**Point annotation records**

++++++++++

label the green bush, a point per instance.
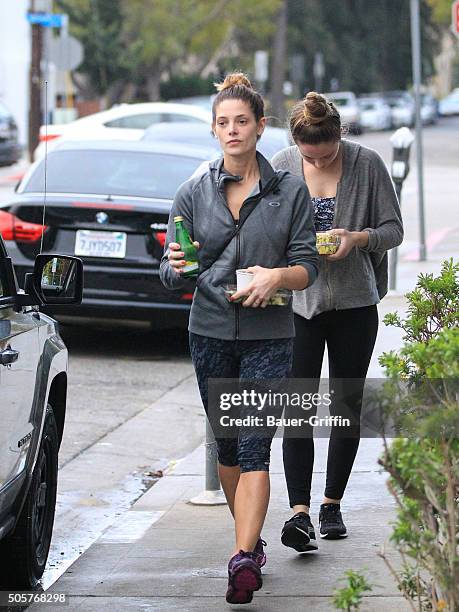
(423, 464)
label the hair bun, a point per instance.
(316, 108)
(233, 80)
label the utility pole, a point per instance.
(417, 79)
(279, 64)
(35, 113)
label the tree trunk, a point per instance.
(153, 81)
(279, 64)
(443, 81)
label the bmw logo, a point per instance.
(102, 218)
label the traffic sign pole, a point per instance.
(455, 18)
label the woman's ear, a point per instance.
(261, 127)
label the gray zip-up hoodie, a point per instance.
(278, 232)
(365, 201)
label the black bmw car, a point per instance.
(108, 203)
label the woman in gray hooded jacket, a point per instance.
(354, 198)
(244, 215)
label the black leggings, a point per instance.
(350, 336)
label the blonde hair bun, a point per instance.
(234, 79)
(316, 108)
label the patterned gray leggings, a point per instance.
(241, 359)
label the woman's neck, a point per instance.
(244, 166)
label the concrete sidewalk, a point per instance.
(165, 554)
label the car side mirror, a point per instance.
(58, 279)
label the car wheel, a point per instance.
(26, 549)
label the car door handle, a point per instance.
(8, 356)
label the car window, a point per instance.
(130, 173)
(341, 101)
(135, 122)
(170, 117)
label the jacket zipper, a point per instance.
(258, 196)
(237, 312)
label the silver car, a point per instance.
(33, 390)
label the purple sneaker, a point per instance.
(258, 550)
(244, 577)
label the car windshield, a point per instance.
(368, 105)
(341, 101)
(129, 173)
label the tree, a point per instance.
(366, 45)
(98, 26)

++++++++++

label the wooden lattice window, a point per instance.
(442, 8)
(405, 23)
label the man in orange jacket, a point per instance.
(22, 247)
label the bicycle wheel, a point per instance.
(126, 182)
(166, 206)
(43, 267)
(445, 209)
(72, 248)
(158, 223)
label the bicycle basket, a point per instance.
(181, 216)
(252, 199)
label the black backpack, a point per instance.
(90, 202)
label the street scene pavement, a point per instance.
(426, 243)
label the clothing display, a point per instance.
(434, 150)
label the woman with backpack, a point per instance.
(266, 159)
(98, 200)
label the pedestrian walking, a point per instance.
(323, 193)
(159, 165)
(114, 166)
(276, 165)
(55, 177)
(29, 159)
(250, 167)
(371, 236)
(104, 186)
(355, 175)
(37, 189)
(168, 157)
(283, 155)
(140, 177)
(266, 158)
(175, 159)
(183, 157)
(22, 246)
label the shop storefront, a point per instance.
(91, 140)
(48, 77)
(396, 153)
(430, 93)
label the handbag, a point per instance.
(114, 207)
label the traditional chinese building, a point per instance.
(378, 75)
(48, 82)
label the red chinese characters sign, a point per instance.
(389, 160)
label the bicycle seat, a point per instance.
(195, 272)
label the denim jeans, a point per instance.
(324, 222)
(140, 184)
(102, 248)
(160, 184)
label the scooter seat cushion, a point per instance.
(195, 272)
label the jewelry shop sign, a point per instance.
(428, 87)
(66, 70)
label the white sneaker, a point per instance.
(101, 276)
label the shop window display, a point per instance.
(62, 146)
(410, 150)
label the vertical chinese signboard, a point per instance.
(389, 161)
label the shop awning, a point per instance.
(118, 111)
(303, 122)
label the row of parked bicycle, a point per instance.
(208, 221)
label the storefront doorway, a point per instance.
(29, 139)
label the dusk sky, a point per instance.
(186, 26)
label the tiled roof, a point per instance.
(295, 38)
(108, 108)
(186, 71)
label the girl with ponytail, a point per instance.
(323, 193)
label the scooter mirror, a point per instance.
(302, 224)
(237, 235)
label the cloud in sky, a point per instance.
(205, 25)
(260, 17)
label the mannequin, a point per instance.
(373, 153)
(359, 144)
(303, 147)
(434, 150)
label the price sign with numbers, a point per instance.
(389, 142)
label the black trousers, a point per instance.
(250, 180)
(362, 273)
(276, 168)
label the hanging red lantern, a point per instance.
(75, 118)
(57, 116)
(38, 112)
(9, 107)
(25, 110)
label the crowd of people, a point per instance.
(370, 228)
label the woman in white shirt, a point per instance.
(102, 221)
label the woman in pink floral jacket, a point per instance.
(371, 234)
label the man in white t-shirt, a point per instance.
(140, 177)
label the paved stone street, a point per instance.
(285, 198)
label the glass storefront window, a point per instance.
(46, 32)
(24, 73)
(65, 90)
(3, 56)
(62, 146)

++++++++++

Tally the rows above that contain the string "storefront", treating the match as case-sensitive. Reply with the count alone.

3